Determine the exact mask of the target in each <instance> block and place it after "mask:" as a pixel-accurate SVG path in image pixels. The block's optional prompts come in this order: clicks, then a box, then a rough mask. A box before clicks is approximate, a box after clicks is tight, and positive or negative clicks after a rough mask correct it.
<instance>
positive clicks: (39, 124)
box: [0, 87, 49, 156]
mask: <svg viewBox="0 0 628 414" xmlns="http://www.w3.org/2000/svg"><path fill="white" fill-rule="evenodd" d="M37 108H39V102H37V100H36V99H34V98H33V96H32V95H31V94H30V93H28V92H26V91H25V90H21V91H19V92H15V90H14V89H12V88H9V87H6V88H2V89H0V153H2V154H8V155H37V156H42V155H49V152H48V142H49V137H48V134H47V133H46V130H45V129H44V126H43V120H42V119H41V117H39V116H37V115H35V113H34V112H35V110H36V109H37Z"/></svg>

**Problem statement:** Including any blank lines, repeat the data exactly.

**Solution:**
Determine the exact mask of the target in each <instance> block and place it after "mask:" as a pixel-accurate SVG path in image pixels. The block's optional prompts come in this order: clicks, then a box, then a rough mask. A box before clicks is approximate, a box after clicks is tight, and positive or negative clicks after a rough mask correct it.
<instance>
positive clicks: (39, 124)
box: [0, 87, 49, 156]
mask: <svg viewBox="0 0 628 414" xmlns="http://www.w3.org/2000/svg"><path fill="white" fill-rule="evenodd" d="M37 108H39V102H37V100H36V99H34V98H33V96H32V95H31V94H30V93H28V92H26V91H25V90H21V91H19V92H15V90H14V89H12V88H9V87H6V88H2V89H0V153H2V154H8V155H37V156H42V155H49V152H48V142H49V137H48V134H47V133H46V130H45V129H44V126H43V120H42V119H41V117H39V116H37V115H35V113H34V112H35V110H36V109H37Z"/></svg>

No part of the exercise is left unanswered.